Certain conditions may exist as of the date the condensed consolidated financial statements are issued, which may result in a loss to the Company, but which will only be resolved when one or more future events occur or fail to occur. The Company assesses such contingent liabilities, and such assessment inherently involves an exercise of judgment. In assessing loss contingencies related to legal proceedings that are pending against the Company, or unasserted claims that may result in such proceedings, the Company evaluates the perceived merits of any legal proceedings or unasserted claims, as well as the perceived merits of the amount of relief sought or expected to be sought therein.

 

If the assessment of a contingency indicates that it is probable that a material loss has been incurred and the amount of the liability can be estimated, then the estimated liability would be accrued in the Company’s condensed consolidated financial statements. If the assessment indicates that a potential material loss contingency is not probable, but is reasonably possible, or is probable but cannot be estimated, then the nature of the contingent liability and an estimate of the range of possible losses, if determinable and material, would be disclosed. The Company recognizes legal costs associated with loss contingencies in the period incurred.

 

Loss contingencies considered remote are generally not disclosed, unless they involve guarantees, in which case the guarantees would be disclosed. There can be no assurance that such matters will not materially and adversely affect the Company’s business, financial position, and results of operations or cash flows.

 

 

Motorsport Games Inc. and Subsidiaries

Notes to Unaudited Condensed Consolidated Financial Statements

 

On February 11, 2021, HC2 Holdings 2 Inc. (now known as Innovate 2) (“Innovate”) and Continental General Insurance Company (“Continental”), former minority stockholders of 704Games, filed a complaint (the “HC2 and Continental Complaint”) in the U.S. District Court for the District of Delaware against the Company, the Company’s former Chief Executive Officer and Executive Chairman, the Company’s former Chief Financial Officer, and the manager of Driven Lifestyle. The complaint was later amended and added Leo Capital Holdings LLC (“Leo Capital”) as an additional plaintiff and the controller of Driven Lifestyle as an additional individual defendant. The complaint alleges, among other things, purported misrepresentations and omissions concerning 704Games’ financial condition made in connection with the Company’s purchase of these minority shareholders’ interest in 704Games in August and October 2020. The complaint asserts claims under Section 10(b) of the Securities Exchange Act of 1934, as amended (the “Exchange Act”) and Rule 10b-5 thereunder; Section 20(a) of the Exchange Act; Section 20A of the Exchange Act; breach of the Company’s obligations under the Stockholders’ Agreement dated August 14, 2018; fraudulent inducement; breach of fiduciary duties; and unjust enrichment. The plaintiffs alleged, among other things, damages from the defendants, jointly and severally, based on the alleged difference between the fair market value of the shares of common stock of 704Games on the date of plaintiffs’ sale and the purchase price that was paid, as well as punitive damages and other relief. In May 2021, the Company, along with the other defendants, filed a motion to dismiss the plaintiffs’ complaint. On March 28, 2022, the court entered an order denying the motion to dismiss.

DATASET EXCERPTS:

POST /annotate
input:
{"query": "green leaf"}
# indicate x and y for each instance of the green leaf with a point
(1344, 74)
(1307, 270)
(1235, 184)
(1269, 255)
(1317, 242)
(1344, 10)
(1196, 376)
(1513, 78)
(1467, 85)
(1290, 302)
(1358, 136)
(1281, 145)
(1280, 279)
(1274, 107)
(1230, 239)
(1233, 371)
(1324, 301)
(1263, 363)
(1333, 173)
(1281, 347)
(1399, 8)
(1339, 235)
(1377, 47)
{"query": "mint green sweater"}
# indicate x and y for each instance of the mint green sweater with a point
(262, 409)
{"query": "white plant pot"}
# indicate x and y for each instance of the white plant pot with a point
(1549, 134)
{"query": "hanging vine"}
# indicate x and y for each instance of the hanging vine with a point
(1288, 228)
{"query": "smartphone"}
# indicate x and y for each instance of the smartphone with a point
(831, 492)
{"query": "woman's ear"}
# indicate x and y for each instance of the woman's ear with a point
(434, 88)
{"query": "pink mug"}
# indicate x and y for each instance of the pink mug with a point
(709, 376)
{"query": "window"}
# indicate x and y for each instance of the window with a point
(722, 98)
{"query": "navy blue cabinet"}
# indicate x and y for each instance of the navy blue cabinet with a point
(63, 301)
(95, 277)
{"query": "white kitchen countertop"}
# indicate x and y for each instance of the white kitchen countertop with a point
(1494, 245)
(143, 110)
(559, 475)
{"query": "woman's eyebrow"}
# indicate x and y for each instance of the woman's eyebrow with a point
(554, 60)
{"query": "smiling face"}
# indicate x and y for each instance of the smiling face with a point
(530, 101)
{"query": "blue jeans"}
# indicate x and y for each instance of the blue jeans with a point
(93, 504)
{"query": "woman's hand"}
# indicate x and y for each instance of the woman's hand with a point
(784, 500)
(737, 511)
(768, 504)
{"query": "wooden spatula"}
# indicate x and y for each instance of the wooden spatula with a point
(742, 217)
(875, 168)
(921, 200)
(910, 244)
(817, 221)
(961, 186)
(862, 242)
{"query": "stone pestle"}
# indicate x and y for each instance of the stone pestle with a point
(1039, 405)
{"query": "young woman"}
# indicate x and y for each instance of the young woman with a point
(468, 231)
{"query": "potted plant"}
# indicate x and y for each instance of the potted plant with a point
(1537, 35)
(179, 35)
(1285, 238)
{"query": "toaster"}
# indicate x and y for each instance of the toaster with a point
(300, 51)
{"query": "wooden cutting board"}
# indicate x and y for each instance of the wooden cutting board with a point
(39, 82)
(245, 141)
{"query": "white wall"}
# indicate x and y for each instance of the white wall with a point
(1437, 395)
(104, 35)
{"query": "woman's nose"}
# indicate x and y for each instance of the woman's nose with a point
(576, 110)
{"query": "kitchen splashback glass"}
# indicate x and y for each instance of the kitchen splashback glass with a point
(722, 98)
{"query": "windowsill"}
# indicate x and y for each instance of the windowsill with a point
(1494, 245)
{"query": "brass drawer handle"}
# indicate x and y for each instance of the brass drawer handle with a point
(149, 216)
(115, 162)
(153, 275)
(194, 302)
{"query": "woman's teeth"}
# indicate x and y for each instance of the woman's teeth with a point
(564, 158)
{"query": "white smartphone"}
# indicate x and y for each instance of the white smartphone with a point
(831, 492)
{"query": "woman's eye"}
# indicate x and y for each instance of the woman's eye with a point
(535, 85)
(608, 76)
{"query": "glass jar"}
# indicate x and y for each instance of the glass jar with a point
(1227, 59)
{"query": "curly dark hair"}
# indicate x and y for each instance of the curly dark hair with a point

TASKS TO CARRY OUT:
a) In the financial statement notes, on what date did the court deny the motion to dismiss the complaint?
b) List every claim that the financial statement notes say the complaint asserts.

PROBLEM SOLUTIONS:
a) March 28, 2022

b)
- Claims under Section 10(b) of the Exchange Act and Rule 10b-5 thereunder
- Claims under Section 20(a) of the Exchange Act
- Claims under Section 20A of the Exchange Act
- Breach of the Company's obligations under the Stockholders' Agreement dated August 14, 2018
- Fraudulent inducement
- Breach of fiduciary duties
- Unjust enrichment